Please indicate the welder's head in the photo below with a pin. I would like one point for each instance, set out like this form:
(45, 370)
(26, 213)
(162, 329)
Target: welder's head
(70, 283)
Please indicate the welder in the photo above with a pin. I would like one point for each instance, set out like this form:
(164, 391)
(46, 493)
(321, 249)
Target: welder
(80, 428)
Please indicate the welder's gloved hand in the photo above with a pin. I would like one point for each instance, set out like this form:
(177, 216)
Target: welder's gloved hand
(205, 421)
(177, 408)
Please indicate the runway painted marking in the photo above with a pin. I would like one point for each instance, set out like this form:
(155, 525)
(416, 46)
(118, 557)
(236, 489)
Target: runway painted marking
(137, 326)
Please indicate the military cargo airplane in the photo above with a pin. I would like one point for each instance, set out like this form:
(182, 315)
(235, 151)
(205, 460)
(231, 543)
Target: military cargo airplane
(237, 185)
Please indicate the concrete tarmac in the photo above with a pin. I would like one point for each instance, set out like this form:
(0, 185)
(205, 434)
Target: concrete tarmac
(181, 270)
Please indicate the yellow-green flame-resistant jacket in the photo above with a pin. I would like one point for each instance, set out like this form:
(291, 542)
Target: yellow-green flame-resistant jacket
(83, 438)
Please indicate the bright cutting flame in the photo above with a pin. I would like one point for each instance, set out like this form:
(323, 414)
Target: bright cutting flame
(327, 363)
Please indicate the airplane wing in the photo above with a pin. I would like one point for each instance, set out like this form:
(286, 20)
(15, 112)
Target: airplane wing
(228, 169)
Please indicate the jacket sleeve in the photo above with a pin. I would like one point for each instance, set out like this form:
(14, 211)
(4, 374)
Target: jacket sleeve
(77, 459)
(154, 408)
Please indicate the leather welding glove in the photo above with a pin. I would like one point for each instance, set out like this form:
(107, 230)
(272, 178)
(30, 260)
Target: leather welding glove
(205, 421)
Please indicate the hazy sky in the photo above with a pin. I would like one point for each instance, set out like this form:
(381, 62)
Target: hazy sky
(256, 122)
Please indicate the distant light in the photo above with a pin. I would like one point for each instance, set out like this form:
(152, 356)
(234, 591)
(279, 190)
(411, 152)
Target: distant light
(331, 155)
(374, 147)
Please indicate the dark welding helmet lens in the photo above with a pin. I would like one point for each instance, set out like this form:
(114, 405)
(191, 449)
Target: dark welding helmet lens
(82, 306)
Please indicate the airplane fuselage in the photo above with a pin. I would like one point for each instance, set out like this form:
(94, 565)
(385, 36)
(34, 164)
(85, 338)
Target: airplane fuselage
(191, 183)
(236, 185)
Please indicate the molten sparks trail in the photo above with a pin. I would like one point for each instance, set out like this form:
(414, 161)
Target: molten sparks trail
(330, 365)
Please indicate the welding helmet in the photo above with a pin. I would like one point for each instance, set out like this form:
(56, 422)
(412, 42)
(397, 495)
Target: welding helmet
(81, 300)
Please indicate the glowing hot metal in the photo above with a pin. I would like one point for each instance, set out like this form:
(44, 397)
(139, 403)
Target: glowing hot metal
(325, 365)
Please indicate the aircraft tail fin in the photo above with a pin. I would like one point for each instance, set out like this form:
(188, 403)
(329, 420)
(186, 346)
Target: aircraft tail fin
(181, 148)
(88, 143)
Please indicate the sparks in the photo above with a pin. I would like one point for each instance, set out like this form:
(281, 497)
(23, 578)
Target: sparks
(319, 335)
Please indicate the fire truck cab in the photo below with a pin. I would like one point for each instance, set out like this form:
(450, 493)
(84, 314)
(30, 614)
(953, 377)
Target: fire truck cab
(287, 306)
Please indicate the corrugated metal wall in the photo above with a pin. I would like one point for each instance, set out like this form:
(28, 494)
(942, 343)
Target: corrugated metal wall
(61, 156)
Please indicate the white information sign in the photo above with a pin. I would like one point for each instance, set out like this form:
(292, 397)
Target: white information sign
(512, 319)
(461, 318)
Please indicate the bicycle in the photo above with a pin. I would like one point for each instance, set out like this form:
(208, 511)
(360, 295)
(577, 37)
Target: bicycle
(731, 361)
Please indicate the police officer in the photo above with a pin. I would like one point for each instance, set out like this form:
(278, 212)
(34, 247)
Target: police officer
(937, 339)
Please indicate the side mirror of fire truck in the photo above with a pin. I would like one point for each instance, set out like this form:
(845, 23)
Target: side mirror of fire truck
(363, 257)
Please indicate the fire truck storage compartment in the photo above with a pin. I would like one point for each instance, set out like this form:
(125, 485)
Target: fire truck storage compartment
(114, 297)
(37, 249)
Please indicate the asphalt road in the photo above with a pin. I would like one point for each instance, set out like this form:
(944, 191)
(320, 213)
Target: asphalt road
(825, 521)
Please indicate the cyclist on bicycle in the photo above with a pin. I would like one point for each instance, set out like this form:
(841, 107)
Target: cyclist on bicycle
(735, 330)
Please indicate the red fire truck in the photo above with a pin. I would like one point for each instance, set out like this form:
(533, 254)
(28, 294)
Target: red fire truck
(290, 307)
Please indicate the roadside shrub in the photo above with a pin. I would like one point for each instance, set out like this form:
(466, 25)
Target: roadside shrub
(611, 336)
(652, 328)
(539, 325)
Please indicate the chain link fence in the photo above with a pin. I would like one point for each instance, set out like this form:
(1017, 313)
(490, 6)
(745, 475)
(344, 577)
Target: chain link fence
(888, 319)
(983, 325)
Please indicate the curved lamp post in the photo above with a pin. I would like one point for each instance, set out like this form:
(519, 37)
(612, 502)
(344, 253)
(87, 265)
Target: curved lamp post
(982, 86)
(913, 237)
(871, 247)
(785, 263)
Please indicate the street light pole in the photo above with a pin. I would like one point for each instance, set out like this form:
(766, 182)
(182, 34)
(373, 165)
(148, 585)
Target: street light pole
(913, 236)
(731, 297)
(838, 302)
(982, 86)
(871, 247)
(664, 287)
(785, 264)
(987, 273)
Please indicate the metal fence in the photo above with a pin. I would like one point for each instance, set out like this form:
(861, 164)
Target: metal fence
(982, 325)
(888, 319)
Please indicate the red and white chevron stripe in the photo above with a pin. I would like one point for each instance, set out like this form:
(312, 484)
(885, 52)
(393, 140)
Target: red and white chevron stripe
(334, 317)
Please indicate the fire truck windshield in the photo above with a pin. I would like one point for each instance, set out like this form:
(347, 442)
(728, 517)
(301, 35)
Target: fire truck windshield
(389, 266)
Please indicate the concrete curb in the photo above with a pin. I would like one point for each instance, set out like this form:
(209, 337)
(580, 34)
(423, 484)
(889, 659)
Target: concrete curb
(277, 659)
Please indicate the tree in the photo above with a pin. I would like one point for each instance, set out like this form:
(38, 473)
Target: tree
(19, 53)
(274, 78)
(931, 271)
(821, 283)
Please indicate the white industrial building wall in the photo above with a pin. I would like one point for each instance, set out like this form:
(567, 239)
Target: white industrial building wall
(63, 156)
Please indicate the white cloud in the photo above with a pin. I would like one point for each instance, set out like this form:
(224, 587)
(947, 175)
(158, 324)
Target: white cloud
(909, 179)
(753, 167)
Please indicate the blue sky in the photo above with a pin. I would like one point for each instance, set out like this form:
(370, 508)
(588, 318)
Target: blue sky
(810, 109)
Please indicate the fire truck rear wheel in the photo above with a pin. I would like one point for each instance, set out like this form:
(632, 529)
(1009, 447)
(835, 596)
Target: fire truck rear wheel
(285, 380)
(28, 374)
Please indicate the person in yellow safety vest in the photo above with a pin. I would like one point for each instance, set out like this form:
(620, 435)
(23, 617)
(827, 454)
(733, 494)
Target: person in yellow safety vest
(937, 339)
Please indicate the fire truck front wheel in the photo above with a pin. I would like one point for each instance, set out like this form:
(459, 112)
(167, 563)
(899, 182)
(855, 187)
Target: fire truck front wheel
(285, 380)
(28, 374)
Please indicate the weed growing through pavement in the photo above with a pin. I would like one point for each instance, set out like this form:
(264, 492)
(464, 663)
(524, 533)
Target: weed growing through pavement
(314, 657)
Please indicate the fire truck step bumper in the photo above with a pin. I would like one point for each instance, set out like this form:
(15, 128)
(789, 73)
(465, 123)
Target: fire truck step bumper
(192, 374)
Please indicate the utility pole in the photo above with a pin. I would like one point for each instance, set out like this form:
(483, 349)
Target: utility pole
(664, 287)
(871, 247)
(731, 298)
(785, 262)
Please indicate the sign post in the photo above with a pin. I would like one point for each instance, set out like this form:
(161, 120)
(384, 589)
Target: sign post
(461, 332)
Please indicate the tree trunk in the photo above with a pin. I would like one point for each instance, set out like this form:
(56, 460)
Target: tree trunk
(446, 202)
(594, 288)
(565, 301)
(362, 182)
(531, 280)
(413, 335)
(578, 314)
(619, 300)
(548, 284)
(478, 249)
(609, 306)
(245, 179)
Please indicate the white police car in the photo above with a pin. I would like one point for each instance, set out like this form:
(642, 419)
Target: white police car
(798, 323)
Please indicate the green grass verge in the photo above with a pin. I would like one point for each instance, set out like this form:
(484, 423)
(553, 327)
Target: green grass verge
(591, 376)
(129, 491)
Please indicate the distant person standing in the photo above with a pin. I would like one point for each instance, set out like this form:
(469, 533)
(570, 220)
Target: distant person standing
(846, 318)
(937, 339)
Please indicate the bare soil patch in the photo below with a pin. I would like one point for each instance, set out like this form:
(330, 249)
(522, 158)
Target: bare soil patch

● Your instructions: Where the string "bare" occurs in a line of the listing, copy the line.

● Written solution:
Please indicate the bare soil patch in the photo below with a pin. I would like one point for each instance, set out like this form:
Target: bare soil patch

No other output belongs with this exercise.